#### [DOCUMENT EXCERPT]
=== Section Start ===

Russian writer (1855–1908)

Alexander Ivanovich Ertel (Алекса́ндр Ива́нович Э́ртель; - ) was a Russian novelist and short story writer.

==Biography==
Ertel was born near Voronezh, where his father – a soldier in Napoleon's army, captured by the Russians – had settled and become an estate agent. He never completed school, and was largely self-educated. He published his first collection of stories called Notes from the Steppes in 1883. He was imprisoned in 1884 for his revolutionary ties, and afterwards exiled to Tver for four years. He published a number of novellas and stories in the 1880s and 1890s, including A Greedy Peasant (1886), and the two novels The Gardenins (1889), and Change (1891). When The Gardenins was republished in 1908, it featured a preface by Leo Tolstoy, who admired Ertel's work.

After his death, his widow Marya Vasilievna lived in Moscow, taking in paying guests who had come to learn Russian; she was helped by their younger daughter, Elena (Lolya or Lola), who became a literary translator. Their elder daughter also became a literary translator, working in England as Natalie Duddington. Among Madame Ertel's pupils was Bruce Lockhart; in his famous Memoirs of a British Agent (1932) he recorded that, thanks to her and Lolya, he became proficient in Russian, acquired a modicum of culture, and developed a deep affection for all things Russian. Marya died in the typhus epidemic in 1919; Lolya survived it and managed to escape to Britain in 1927.

=== Section End ===

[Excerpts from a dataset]
=== Section Start ===

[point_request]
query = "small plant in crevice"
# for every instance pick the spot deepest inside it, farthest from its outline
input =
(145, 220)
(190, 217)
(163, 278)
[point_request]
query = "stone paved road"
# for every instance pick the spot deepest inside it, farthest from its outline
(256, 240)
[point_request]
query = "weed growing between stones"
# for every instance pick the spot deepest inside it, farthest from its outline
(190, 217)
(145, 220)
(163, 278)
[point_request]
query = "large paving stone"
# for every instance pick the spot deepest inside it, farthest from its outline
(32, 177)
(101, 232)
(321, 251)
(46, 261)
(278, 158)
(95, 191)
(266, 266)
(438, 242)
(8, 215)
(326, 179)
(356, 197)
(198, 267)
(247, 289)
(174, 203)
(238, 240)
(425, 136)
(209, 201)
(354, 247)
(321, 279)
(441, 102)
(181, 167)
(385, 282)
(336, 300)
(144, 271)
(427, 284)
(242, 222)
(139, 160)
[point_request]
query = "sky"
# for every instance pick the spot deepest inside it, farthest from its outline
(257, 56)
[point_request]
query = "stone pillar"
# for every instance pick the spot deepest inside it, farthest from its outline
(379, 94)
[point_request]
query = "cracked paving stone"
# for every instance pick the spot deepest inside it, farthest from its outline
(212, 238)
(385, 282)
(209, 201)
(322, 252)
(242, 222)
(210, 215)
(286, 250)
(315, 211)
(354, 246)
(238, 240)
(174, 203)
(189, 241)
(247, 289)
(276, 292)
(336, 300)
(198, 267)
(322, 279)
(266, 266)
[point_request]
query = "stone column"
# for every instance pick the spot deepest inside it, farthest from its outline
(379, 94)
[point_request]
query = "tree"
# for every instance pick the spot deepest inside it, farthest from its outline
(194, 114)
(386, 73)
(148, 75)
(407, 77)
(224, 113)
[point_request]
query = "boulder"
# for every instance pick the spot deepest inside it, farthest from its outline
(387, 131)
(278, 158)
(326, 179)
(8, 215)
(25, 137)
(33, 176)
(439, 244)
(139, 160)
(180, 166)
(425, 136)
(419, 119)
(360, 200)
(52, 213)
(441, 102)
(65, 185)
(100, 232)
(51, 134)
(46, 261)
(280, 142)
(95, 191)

=== Section End ===

#### [WORK TO BE COMPLETED]
Reproduce the text about Alexander Ertel word for word, in full. Only the text is needed here; the rows can be set aside.

#### [TASK RESULT]
Russian writer (1855–1908)

Alexander Ivanovich Ertel (Алекса́ндр Ива́нович Э́ртель; - ) was a Russian novelist and short story writer.

==Biography==
Ertel was born near Voronezh, where his father – a soldier in Napoleon's army, captured by the Russians – had settled and become an estate agent. He never completed school, and was largely self-educated. He published his first collection of stories called Notes from the Steppes in 1883. He was imprisoned in 1884 for his revolutionary ties, and afterwards exiled to Tver for four years. He published a number of novellas and stories in the 1880s and 1890s, including A Greedy Peasant (1886), and the two novels The Gardenins (1889), and Change (1891). When The Gardenins was republished in 1908, it featured a preface by Leo Tolstoy, who admired Ertel's work.

After his death, his widow Marya Vasilievna lived in Moscow, taking in paying guests who had come to learn Russian; she was helped by their younger daughter, Elena (Lolya or Lola), who became a literary translator. Their elder daughter also became a literary translator, working in England as Natalie Duddington. Among Madame Ertel's pupils was Bruce Lockhart; in his famous Memoirs of a British Agent (1932) he recorded that, thanks to her and Lolya, he became proficient in Russian, acquired a modicum of culture, and developed a deep affection for all things Russian. Marya died in the typhus epidemic in 1919; Lolya survived it and managed to escape to Britain in 1927.